(Stored data entries)

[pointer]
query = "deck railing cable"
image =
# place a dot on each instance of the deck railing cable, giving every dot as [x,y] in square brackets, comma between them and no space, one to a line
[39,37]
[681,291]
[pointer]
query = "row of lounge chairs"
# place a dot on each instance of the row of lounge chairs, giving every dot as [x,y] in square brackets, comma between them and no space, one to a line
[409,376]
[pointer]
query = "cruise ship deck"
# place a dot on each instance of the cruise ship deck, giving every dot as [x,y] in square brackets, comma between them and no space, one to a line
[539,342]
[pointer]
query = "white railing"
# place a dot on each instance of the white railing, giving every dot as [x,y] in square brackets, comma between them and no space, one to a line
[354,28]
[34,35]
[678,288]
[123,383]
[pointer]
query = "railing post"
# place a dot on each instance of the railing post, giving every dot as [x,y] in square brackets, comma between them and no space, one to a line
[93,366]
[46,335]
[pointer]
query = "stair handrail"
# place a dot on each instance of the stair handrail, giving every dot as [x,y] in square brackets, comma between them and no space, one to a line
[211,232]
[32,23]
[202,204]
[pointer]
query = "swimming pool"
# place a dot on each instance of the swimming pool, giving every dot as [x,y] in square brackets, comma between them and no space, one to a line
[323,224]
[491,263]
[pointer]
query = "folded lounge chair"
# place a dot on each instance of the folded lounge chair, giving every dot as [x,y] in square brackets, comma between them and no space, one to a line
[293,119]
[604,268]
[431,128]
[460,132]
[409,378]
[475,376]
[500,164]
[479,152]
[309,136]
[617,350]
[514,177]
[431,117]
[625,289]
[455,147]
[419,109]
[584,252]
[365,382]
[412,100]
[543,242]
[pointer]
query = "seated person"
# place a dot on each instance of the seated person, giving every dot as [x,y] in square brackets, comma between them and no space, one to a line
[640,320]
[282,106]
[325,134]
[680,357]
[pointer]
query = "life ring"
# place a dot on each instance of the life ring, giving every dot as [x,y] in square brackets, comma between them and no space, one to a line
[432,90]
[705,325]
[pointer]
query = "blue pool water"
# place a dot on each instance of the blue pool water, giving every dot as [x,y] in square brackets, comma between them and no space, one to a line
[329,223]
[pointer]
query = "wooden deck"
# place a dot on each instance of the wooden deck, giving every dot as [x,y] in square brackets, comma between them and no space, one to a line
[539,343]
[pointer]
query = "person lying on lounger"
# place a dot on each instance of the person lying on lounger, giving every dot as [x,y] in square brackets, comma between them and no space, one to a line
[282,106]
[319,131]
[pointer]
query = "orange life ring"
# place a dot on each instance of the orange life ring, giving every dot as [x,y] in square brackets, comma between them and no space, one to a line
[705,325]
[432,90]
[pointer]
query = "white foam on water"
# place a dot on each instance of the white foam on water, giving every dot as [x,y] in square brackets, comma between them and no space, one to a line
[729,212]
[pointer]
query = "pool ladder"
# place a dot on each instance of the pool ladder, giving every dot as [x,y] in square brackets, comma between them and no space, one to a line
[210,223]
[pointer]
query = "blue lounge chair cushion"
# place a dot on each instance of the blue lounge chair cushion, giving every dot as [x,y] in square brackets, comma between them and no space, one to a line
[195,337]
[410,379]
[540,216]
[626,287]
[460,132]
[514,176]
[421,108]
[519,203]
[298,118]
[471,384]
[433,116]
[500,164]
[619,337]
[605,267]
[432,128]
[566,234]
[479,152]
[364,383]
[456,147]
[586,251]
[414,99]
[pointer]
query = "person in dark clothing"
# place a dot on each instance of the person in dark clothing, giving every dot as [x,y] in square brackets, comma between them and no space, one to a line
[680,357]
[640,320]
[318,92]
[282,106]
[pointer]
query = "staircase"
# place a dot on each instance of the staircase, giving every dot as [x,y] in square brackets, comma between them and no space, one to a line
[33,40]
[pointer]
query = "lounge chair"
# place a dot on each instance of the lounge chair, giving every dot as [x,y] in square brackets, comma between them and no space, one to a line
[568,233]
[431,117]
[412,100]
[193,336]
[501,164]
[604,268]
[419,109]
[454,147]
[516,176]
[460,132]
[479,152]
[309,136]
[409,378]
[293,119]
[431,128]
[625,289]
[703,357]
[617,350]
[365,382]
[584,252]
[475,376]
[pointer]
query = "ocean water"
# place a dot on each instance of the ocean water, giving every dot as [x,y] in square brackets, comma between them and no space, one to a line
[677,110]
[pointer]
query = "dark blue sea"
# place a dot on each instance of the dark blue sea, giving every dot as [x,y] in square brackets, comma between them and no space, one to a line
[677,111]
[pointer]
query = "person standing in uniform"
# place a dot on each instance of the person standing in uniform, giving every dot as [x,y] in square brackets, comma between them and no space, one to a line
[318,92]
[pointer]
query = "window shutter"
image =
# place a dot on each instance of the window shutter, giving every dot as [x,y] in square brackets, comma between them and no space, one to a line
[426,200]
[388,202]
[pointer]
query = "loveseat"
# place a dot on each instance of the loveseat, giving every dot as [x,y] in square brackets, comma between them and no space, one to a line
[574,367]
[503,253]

### [Task directions]
With no line skipped, repeat the records exactly.

### [Solution to the exercise]
[pointer]
query = "deck railing cable"
image =
# place a dot on each instance of the deck railing cable, giving every dot as [x,y] in square brackets, comma between them and no space, one to a line
[39,37]
[681,291]
[pointer]
query = "row of lounge chairs"
# place a dot on each instance of the row of lounge chairs, giving every dot as [x,y] in square brackets, comma between them and no space, one to a line
[409,376]
[pointer]
query = "cruise ship deck"
# place a dot on each instance of the cruise ship deck, giving every dot as [x,y] in square brackets, comma between them and no space, one to a line
[539,342]
[pointer]
query = "white railing"
# place a dot on each instance of the white railing, giving every dot as [x,y] in square brackets, comma between them and no space, one to a line
[354,28]
[34,35]
[678,288]
[123,383]
[pointer]
query = "railing post"
# place a dot on each instance of the railing post, giving every dot as [x,y] in square brackets, comma between them and no space, one to a line
[93,366]
[46,335]
[pointer]
query = "stair handrail"
# place a dot on each instance of the stair handrail, giving every dot as [x,y] in square brackets, comma between them and no space, one to a line
[211,232]
[32,23]
[202,204]
[pointer]
query = "swimming pool"
# place a dot on each instance of the swimming pool, giving every dot as [x,y] in square brackets, comma between them and no space, one to a line
[323,224]
[491,263]
[pointer]
query = "folded lounge chair"
# place a dot on each instance of the folded lounge chair, giving every dot as [x,y] in square brackets, comma between them and no space, one to a line
[293,119]
[604,268]
[431,128]
[460,132]
[409,378]
[475,376]
[500,164]
[479,152]
[309,136]
[617,350]
[514,177]
[431,117]
[625,289]
[455,147]
[419,109]
[584,252]
[365,382]
[412,100]
[543,242]
[pointer]
query = "seated person"
# place a dot on each instance of the seated person, giving every dot as [x,y] in square brackets, comma between them and no space, one to a line
[640,320]
[282,106]
[325,134]
[680,357]
[pointer]
query = "life ring"
# place a dot on each instance of the life ring, giving every dot as [x,y] in square brackets, comma between them and no space, one to a line
[432,90]
[705,325]
[pointer]
query = "blue pool water"
# place a dot on each instance of the blue pool water, giving every dot as [x,y] in square brackets, comma between them and no space, one to a line
[329,223]
[pointer]
query = "wooden deck"
# place a dot on each instance of the wooden deck, giving every dot as [x,y] in square brackets, comma between them and no space, one to a line
[539,343]
[pointer]
query = "person lying on lounger"
# place a dot on each instance of the person lying on lounger, giving every dot as [x,y] in square brackets, comma between them and no space, one to a line
[282,106]
[319,131]
[pointer]
query = "orange life ring"
# place a dot on each instance of the orange life ring, giving every dot as [x,y] in square brackets, comma between them and no space, one to a line
[705,325]
[432,90]
[pointer]
query = "white foam on water"
# place a dot on each instance of the white foam on water, giving every dot as [x,y] in square brackets, comma between them and no space, one to a line
[729,212]
[pointer]
query = "pool ladder"
# place a dot on each instance of the pool ladder, giving every dot as [x,y] in square brackets, comma between them and no space, one to a line
[210,223]
[pointer]
query = "blue lounge chair cushion"
# place a dot on each instance of the blue lounge chair cushion, giving every dot as [x,y] in square brackets, comma between them and no space, one to a line
[195,337]
[410,379]
[540,216]
[626,287]
[460,132]
[514,176]
[421,108]
[519,203]
[298,118]
[471,384]
[433,116]
[500,164]
[619,337]
[605,267]
[432,128]
[566,234]
[479,152]
[364,383]
[456,147]
[586,251]
[414,99]
[pointer]
query = "person in dark clothing"
# place a dot on each instance of the person in dark clothing, giving every dot as [x,y] in square brackets, comma between them and no space, one to a line
[680,357]
[640,320]
[318,92]
[282,106]
[pointer]
query = "staircase"
# place a dot on each instance of the staircase, giving every dot as [x,y] in square brackets, comma between them and no space, one to a line
[33,40]
[pointer]
query = "lounge chair"
# place a dot on each instance of the lounge chair, giving every dot as [x,y] in square brackets, comma between them and no space, one to a line
[568,233]
[431,117]
[412,100]
[193,336]
[501,164]
[604,268]
[419,109]
[454,147]
[516,176]
[460,132]
[479,152]
[309,136]
[409,378]
[293,119]
[431,128]
[625,289]
[703,357]
[617,350]
[365,382]
[584,252]
[475,376]
[pointer]
query = "ocean water"
# place a dot on each instance of the ocean water, giving every dot as [x,y] in square brackets, comma between them and no space, one to a line
[677,110]
[pointer]
query = "dark blue sea"
# place a dot on each instance of the dark blue sea, giving every dot as [x,y] in square brackets, comma between them and no space, one to a line
[677,111]
[pointer]
query = "person standing in uniform"
# place a dot on each instance of the person standing in uniform, giving every dot as [x,y] in square brackets, comma between them and no space, one to a line
[318,92]
[pointer]
query = "window shutter"
image =
# place a dot on each instance of the window shutter, giving every dot as [x,y] in square brackets, comma between them and no space, one to a line
[426,200]
[388,202]
[pointer]
query = "loveseat"
# place a dot on each instance of the loveseat, giving every dot as [x,y] in square brackets, comma between them and no space, one to a line
[574,367]
[503,253]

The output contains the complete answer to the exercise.